[Required task 1] Count how many lines of the entries below contain the word "parked", and give only the number.

##### Document

It's time to stop underestimating House Speaker Melissa Hortman

June 8, 2019 at 9:14PM
House Speaker Melissa Hortman and Majority Leader Ryan Winkler came out of the Governor's office to respond to the Republicans new budget offer. ] GLEN STUBBE • glen.stubbe@startribune.com Monday, May 13, 2019 Tracking new developments in stalled state budget negotiations between Gov. Tim Walz and Senate GOP leaders
House Speaker Melissa Hortman, shown with Majority Leader Ryan Winkler, has high hopes for paid family leave next year. (The Minnesota Star Tribune)

Minnesota House Speaker Melissa Hortman has been underestimated for the better part of two years.

Even as Democrats grew excited about their overall prospects in 2018 to keep the governor's chair and sweep other statewide races, few politicos gave them much chance of winning the Minnesota House. Republicans held a 20-seat advantage.

Hortman put her head down, recruited strong candidates and raised money, quietly confident that the suburbs would turn against President Donald Trump and punish their Republican legislators for his antics.

Hortman, an attorney who lost twice before winning her Brooklyn Park seat, was proved right and became the state's third female speaker.

##########

[Required task 2] Print the part of the article above about House Speaker Melissa Hortman that begins at the words "June 8, 2019" and stops after "Minnesota Star Tribune)".

##### Data for this task

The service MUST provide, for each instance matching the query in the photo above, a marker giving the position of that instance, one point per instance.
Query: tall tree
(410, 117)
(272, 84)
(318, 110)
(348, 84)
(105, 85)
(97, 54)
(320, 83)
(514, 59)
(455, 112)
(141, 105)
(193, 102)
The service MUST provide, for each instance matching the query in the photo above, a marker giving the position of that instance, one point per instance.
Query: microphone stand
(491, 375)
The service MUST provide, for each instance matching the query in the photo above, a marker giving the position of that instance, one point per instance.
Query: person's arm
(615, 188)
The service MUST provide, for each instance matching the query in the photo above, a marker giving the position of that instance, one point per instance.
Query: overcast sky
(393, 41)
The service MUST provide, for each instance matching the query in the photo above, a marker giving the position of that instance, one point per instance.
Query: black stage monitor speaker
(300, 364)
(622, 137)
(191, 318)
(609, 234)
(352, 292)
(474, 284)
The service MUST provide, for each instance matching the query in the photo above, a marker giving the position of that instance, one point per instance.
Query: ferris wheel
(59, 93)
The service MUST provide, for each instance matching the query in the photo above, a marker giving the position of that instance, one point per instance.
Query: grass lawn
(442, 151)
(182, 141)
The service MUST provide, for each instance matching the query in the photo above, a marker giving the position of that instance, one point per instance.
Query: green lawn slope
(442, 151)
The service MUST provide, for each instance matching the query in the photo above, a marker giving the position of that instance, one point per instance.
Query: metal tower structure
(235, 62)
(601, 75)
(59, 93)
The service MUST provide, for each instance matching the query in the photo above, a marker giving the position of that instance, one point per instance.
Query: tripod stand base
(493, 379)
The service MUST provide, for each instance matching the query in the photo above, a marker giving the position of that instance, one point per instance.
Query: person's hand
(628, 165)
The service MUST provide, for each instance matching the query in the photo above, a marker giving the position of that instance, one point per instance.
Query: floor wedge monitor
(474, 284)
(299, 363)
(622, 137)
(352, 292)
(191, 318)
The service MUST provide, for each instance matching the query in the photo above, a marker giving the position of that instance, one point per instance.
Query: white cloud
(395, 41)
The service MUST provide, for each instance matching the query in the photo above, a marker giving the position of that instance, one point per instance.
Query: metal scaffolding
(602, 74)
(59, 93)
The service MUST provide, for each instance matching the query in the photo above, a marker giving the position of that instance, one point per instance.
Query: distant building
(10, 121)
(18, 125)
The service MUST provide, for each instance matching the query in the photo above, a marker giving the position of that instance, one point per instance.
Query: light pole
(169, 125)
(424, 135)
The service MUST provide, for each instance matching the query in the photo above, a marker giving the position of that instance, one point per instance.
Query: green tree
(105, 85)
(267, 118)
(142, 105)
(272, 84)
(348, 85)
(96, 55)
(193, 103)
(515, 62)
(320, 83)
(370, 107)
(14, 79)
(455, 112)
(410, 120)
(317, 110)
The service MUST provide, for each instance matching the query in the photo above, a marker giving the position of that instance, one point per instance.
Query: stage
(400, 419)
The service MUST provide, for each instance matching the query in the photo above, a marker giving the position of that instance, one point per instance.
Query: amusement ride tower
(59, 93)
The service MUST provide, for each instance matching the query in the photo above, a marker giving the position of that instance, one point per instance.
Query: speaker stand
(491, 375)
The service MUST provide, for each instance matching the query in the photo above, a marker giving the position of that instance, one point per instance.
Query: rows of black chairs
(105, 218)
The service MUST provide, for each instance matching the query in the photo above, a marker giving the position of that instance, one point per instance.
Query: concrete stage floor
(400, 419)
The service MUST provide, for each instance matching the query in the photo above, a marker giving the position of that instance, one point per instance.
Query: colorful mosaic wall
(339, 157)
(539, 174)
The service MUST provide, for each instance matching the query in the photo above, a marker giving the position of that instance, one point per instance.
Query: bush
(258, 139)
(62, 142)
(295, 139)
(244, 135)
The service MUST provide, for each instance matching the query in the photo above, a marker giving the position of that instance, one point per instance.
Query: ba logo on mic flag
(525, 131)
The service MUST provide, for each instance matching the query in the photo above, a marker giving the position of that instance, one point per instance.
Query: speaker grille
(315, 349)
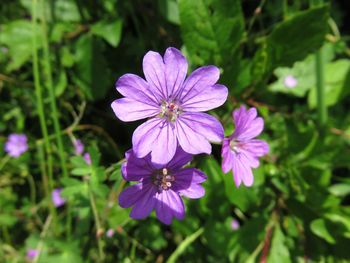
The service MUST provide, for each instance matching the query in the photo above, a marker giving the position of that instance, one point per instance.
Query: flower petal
(154, 70)
(131, 110)
(247, 124)
(187, 182)
(135, 87)
(206, 98)
(189, 140)
(204, 124)
(145, 135)
(200, 79)
(242, 172)
(180, 159)
(175, 70)
(227, 156)
(168, 205)
(257, 148)
(164, 147)
(130, 195)
(145, 204)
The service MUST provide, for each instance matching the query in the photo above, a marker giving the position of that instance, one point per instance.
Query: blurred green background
(59, 60)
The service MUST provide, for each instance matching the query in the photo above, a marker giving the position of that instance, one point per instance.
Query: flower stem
(48, 72)
(320, 90)
(98, 223)
(39, 97)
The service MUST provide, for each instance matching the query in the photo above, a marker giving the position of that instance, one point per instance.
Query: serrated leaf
(109, 30)
(319, 228)
(212, 31)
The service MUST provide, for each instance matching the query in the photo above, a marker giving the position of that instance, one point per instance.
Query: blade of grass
(182, 247)
(53, 106)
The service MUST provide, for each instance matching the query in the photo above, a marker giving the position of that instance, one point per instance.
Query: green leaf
(287, 43)
(92, 74)
(17, 37)
(335, 76)
(212, 31)
(340, 189)
(170, 10)
(319, 228)
(279, 251)
(110, 31)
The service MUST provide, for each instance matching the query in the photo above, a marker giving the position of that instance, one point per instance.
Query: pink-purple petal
(227, 156)
(145, 204)
(175, 70)
(144, 136)
(131, 110)
(189, 140)
(164, 147)
(135, 87)
(180, 159)
(204, 124)
(206, 98)
(199, 80)
(154, 70)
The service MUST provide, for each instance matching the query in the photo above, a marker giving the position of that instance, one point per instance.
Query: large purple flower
(240, 151)
(159, 186)
(173, 104)
(16, 144)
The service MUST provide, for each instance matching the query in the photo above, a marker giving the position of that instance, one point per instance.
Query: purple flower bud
(87, 158)
(290, 81)
(78, 147)
(16, 144)
(110, 233)
(32, 253)
(57, 198)
(235, 224)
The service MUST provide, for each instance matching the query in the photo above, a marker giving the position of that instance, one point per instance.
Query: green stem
(181, 248)
(38, 94)
(320, 91)
(48, 72)
(98, 223)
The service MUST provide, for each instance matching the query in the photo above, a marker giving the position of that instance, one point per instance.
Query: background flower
(160, 187)
(240, 151)
(16, 145)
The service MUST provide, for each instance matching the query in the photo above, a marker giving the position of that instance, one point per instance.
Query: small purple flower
(235, 224)
(160, 187)
(240, 151)
(32, 253)
(173, 104)
(87, 158)
(110, 233)
(16, 144)
(290, 81)
(78, 147)
(57, 198)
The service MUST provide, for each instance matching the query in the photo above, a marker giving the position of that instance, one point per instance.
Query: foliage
(298, 208)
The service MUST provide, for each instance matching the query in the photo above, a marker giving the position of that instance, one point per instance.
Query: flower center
(163, 180)
(235, 145)
(170, 110)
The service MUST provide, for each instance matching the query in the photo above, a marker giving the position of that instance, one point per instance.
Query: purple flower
(234, 224)
(173, 104)
(240, 151)
(16, 144)
(160, 187)
(32, 253)
(110, 233)
(57, 198)
(290, 81)
(87, 158)
(78, 147)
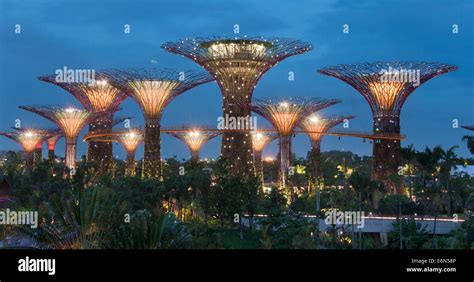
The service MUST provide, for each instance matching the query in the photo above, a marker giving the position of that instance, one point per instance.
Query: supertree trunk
(257, 157)
(285, 154)
(29, 161)
(51, 154)
(71, 153)
(236, 147)
(195, 155)
(38, 155)
(387, 154)
(315, 165)
(130, 164)
(101, 152)
(152, 155)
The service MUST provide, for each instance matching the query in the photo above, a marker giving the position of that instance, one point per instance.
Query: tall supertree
(153, 90)
(130, 140)
(260, 140)
(28, 139)
(285, 114)
(70, 120)
(38, 154)
(194, 138)
(95, 96)
(386, 86)
(316, 126)
(237, 64)
(469, 138)
(51, 135)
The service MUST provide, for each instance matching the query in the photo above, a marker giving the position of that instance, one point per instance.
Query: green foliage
(413, 235)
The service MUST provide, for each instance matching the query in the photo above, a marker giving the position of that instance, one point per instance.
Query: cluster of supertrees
(236, 64)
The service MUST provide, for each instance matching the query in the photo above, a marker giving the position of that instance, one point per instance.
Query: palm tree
(409, 154)
(449, 159)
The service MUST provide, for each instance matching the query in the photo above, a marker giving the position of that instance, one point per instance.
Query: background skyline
(89, 34)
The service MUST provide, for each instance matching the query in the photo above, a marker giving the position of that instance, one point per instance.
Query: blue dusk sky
(90, 34)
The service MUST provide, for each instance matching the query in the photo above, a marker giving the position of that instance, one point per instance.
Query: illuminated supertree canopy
(28, 139)
(153, 90)
(70, 120)
(194, 138)
(95, 96)
(285, 114)
(237, 64)
(386, 86)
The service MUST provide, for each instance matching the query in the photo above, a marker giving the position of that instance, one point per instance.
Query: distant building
(461, 170)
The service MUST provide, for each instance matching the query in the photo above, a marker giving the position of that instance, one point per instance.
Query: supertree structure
(28, 139)
(469, 138)
(315, 126)
(237, 64)
(70, 120)
(38, 154)
(260, 140)
(95, 96)
(153, 90)
(285, 114)
(468, 127)
(130, 140)
(194, 138)
(51, 141)
(386, 86)
(50, 136)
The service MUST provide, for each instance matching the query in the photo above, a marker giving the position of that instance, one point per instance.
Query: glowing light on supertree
(130, 140)
(260, 140)
(194, 138)
(28, 139)
(95, 96)
(285, 114)
(237, 64)
(70, 120)
(153, 90)
(468, 127)
(386, 86)
(315, 126)
(51, 141)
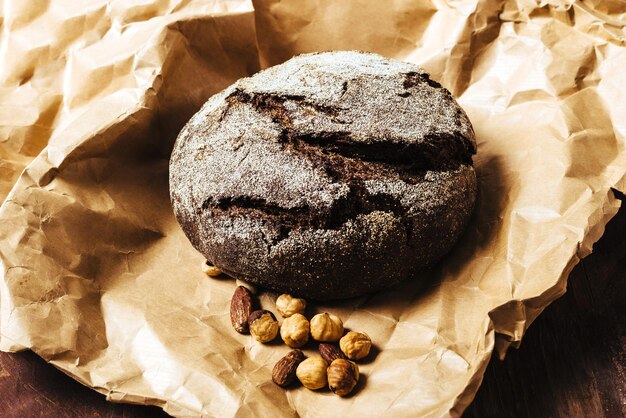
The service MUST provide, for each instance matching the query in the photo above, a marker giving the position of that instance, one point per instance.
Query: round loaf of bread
(332, 175)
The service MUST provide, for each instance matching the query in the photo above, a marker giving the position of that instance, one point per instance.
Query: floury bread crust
(329, 176)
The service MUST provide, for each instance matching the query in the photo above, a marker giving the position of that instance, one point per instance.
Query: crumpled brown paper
(98, 279)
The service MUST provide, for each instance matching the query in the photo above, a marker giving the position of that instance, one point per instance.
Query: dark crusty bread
(329, 176)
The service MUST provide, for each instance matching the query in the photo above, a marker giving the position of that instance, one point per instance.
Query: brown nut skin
(240, 309)
(284, 372)
(287, 305)
(210, 270)
(295, 330)
(355, 345)
(330, 352)
(263, 325)
(343, 376)
(326, 327)
(312, 373)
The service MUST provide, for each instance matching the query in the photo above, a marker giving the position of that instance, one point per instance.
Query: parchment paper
(99, 280)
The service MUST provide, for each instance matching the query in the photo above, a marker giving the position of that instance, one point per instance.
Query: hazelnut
(343, 376)
(210, 270)
(312, 373)
(330, 352)
(252, 288)
(287, 305)
(284, 372)
(355, 345)
(295, 330)
(263, 325)
(326, 327)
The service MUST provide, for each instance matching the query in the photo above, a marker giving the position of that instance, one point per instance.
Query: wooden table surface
(572, 361)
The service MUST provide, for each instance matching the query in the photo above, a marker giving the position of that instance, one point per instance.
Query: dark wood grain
(572, 361)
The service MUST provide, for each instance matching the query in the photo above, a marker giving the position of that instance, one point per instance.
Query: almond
(240, 309)
(284, 372)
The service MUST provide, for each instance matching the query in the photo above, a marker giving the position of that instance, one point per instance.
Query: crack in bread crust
(330, 176)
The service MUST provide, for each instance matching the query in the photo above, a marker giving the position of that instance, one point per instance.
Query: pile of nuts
(334, 367)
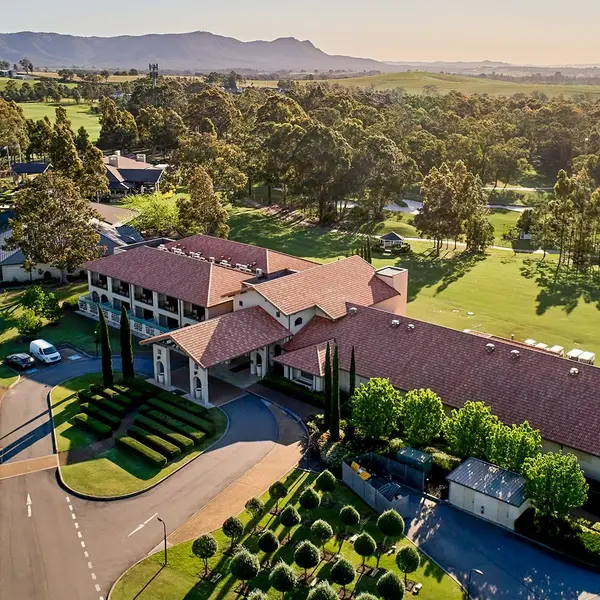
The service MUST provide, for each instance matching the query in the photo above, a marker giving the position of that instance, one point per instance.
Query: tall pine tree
(327, 400)
(335, 398)
(126, 346)
(107, 374)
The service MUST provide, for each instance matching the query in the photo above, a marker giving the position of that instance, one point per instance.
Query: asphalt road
(59, 547)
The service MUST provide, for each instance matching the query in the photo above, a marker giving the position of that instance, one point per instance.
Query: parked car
(20, 361)
(44, 351)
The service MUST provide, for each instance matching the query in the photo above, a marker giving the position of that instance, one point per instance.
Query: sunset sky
(545, 32)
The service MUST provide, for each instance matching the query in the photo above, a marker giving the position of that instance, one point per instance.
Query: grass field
(78, 113)
(413, 83)
(508, 293)
(180, 579)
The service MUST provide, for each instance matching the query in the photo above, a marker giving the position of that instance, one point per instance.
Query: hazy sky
(523, 31)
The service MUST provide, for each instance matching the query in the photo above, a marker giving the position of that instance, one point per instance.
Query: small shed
(391, 240)
(488, 492)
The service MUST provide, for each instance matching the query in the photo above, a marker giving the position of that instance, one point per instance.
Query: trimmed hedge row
(181, 441)
(88, 422)
(176, 425)
(154, 441)
(154, 458)
(182, 415)
(94, 410)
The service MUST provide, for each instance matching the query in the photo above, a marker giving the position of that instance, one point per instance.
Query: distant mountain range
(197, 51)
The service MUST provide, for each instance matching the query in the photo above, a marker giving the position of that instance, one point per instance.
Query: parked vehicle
(20, 361)
(44, 351)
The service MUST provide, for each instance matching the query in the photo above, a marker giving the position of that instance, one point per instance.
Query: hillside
(197, 51)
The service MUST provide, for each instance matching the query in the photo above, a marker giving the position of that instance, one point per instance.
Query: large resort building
(214, 309)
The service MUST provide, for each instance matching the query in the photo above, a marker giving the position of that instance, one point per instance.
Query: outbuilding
(489, 492)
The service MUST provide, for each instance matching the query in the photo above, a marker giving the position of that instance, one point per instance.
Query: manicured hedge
(154, 441)
(180, 440)
(88, 422)
(182, 415)
(153, 457)
(106, 417)
(176, 425)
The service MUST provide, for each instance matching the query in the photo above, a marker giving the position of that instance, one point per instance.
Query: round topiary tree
(277, 492)
(408, 560)
(268, 543)
(349, 516)
(244, 565)
(364, 546)
(322, 591)
(326, 482)
(283, 578)
(289, 518)
(233, 528)
(205, 547)
(307, 556)
(309, 499)
(343, 573)
(390, 586)
(391, 525)
(322, 532)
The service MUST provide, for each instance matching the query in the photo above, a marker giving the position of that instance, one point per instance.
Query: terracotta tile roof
(327, 286)
(229, 336)
(536, 386)
(182, 277)
(235, 252)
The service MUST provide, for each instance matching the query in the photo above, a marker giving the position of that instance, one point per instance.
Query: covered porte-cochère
(237, 347)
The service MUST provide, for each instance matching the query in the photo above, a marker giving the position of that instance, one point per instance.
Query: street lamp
(164, 535)
(470, 578)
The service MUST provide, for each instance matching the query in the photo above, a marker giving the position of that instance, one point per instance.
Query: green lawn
(79, 114)
(72, 329)
(114, 472)
(507, 293)
(147, 581)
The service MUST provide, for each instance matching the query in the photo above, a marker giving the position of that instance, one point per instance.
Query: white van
(44, 351)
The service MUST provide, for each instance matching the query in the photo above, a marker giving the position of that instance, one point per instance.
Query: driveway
(513, 568)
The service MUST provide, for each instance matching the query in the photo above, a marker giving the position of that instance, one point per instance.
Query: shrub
(343, 573)
(88, 422)
(245, 565)
(187, 430)
(307, 556)
(205, 547)
(390, 586)
(233, 528)
(309, 499)
(150, 456)
(95, 411)
(365, 546)
(282, 578)
(322, 532)
(326, 481)
(153, 441)
(322, 591)
(178, 439)
(408, 560)
(182, 415)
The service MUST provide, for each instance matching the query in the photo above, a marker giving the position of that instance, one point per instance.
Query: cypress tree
(335, 398)
(327, 401)
(126, 346)
(107, 374)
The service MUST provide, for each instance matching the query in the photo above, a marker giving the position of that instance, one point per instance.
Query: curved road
(74, 549)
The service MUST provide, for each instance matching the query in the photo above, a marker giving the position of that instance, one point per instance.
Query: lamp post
(470, 579)
(164, 536)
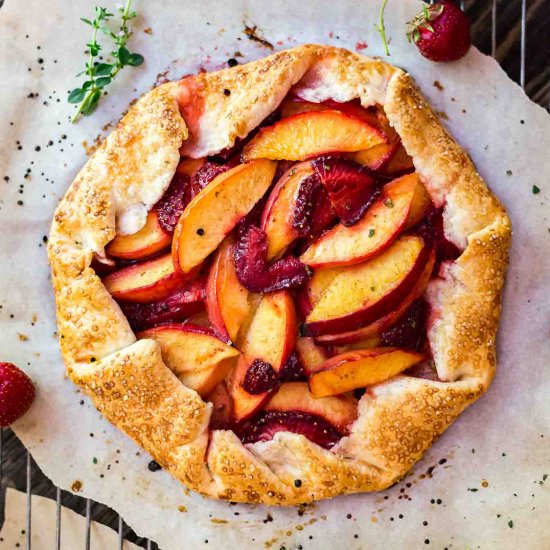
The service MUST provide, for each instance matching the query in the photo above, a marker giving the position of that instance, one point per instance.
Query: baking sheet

##########

[Response 1] 2

[Response 2]
June 8, 2019 at 9:14PM
House Speaker Melissa Hortman and Majority Leader Ryan Winkler came out of the Governor's office to respond to the Republicans new budget offer. ] GLEN STUBBE • glen.stubbe@startribune.com Monday, May 13, 2019 Tracking new developments in stalled state budget negotiations between Gov. Tim Walz and Senate GOP leaders
House Speaker Melissa Hortman, shown with Majority Leader Ryan Winkler, has high hopes for paid family leave next year. (The Minnesota Star Tribune)